→ Text shown
%%

Kharkiv Metro station

Universytet (Університет, , lit. 'University') is a station on the Kharkiv Metro's Saltivska Line. The station was opened on 10 August 1984 and is located beneath the Maidan Svobody, at the time, the largest square in Europe and the second largest in the world after Tiananmen Square, in the centre of Kharkiv. The station is named after the Kharkiv National University, which is located on top of the square.

Up until 27 August 1991 the station was called Dzerzhynska according to the name of the square Ploshcha Dzerzhynskoho (Dzherzhinsky Square) after the founder of the Soviet Secret Police Felix Dzerzhinsky. It currently forms a complex with the adjacent station Derzhprom on the Oleksiivska Line.

The station is located deep underground and is a bi-level pillar-trispan with blank marble columns. The station's service rooms are located on one of the second level balconies, and the other balcony is used as an underground passenger transfer for when there are fairs and concerts on the Maidan Svobody. The underground transfer was once used for daily passenger usage during the 1980s, but was closed down during the early 1990s.

%%

According to the Kharkiv Metro station text, what was Universytet station called until 27 August 1991?

→ Records provided
%%

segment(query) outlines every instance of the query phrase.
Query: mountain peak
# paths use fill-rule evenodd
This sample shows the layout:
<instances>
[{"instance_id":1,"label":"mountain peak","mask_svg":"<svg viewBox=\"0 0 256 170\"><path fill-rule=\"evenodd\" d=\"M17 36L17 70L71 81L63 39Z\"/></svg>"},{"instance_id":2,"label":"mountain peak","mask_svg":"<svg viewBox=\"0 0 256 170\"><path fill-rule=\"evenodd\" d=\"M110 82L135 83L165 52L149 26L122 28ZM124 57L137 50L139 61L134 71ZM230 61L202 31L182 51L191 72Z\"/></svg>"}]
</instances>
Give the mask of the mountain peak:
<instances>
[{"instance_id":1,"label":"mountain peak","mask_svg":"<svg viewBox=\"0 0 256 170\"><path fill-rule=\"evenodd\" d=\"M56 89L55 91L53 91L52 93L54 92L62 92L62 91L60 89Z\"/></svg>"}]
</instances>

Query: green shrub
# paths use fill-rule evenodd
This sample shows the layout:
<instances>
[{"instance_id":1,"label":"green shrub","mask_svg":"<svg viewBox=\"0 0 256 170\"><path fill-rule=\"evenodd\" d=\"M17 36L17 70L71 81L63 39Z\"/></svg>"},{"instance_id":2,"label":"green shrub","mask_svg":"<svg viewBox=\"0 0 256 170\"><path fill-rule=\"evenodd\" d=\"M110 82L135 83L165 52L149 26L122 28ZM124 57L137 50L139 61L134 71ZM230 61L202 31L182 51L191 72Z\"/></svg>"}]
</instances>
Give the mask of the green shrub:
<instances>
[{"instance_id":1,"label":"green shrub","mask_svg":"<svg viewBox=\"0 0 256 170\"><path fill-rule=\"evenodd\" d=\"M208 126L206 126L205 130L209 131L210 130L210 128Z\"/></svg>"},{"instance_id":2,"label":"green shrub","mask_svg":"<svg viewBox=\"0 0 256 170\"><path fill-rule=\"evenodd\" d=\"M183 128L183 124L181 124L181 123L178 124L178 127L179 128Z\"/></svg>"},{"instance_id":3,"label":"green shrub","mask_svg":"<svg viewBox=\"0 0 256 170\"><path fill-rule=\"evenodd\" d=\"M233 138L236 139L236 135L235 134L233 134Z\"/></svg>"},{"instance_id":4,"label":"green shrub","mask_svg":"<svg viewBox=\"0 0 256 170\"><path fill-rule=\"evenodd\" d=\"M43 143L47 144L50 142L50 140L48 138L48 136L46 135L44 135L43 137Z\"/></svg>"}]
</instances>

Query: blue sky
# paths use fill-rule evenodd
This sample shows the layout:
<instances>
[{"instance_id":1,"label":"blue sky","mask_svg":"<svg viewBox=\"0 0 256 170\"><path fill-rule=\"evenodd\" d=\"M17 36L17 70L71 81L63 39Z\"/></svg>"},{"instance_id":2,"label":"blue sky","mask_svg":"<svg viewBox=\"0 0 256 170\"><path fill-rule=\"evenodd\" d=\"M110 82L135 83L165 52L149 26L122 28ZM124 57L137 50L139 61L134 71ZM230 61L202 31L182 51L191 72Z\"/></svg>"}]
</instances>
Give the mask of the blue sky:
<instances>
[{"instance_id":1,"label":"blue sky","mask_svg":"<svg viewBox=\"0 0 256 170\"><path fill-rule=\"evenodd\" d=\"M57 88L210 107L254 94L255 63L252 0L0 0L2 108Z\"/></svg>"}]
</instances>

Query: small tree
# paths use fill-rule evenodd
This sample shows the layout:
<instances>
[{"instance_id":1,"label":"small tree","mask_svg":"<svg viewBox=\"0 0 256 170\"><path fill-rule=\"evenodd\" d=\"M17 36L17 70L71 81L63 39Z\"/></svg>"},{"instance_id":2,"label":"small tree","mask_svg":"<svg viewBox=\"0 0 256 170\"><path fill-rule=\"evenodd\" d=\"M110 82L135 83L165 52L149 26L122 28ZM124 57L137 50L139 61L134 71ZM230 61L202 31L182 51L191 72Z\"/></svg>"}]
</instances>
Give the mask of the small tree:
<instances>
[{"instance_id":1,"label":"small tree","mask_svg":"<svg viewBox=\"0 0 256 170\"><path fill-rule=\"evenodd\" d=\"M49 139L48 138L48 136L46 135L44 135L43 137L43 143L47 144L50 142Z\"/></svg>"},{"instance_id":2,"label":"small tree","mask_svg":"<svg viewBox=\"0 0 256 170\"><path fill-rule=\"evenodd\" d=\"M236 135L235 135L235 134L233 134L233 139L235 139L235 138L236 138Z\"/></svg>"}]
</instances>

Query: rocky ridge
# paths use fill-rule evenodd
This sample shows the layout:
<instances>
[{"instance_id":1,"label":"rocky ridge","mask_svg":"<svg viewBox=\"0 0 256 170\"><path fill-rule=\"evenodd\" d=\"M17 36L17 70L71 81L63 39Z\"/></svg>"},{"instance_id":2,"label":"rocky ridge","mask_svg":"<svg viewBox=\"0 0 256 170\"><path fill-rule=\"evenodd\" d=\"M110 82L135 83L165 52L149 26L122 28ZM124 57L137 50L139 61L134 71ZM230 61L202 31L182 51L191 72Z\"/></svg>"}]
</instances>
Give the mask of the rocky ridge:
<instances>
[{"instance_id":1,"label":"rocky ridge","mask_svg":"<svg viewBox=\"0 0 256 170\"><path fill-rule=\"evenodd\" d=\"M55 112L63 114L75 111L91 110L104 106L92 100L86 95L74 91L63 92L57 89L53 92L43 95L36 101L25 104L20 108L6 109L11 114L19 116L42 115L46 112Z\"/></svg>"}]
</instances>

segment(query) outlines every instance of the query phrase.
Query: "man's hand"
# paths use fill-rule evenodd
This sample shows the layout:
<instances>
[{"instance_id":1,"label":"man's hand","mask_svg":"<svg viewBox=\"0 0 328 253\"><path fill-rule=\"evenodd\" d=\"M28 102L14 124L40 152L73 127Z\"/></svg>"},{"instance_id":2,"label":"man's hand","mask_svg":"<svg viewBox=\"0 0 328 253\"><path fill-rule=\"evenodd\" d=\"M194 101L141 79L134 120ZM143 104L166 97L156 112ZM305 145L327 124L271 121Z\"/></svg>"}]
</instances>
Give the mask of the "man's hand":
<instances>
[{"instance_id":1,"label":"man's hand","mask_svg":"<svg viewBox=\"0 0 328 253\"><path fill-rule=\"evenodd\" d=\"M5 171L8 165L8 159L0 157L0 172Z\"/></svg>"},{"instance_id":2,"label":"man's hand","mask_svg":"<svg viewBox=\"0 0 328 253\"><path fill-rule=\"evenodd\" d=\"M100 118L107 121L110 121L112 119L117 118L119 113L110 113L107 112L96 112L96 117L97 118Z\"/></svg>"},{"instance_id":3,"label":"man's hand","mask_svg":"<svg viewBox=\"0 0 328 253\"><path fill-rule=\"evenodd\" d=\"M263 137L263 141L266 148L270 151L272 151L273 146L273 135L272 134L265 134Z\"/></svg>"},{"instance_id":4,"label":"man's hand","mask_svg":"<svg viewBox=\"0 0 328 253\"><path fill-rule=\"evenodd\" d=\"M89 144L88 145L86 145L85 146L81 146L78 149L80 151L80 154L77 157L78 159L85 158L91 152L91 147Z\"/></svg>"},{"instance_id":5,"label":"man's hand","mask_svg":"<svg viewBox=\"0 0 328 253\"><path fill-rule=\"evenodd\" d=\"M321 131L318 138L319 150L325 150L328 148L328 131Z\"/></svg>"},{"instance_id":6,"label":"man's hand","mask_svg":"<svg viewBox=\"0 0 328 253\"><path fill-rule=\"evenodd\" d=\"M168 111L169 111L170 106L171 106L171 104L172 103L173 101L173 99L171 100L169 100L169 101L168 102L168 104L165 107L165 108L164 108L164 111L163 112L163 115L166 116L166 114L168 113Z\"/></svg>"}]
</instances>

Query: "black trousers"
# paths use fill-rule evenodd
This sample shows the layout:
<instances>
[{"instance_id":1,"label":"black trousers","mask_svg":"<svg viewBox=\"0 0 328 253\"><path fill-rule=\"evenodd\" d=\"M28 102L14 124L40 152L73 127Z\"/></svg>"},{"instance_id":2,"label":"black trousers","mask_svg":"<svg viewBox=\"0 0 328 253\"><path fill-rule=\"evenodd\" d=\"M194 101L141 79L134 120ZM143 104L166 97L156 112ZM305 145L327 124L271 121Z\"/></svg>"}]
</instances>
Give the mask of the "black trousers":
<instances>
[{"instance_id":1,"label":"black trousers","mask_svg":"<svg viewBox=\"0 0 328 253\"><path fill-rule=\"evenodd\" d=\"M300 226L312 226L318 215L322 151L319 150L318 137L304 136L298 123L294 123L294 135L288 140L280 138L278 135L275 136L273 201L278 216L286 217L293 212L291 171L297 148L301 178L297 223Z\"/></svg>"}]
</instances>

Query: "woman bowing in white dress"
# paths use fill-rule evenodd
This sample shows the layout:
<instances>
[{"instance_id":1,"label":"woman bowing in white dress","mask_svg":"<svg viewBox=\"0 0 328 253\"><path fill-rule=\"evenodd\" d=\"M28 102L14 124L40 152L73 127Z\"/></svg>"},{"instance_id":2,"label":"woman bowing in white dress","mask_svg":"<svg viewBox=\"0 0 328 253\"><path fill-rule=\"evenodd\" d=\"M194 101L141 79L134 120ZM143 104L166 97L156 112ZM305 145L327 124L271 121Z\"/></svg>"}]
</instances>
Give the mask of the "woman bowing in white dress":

%%

→ The output
Dzerzhynska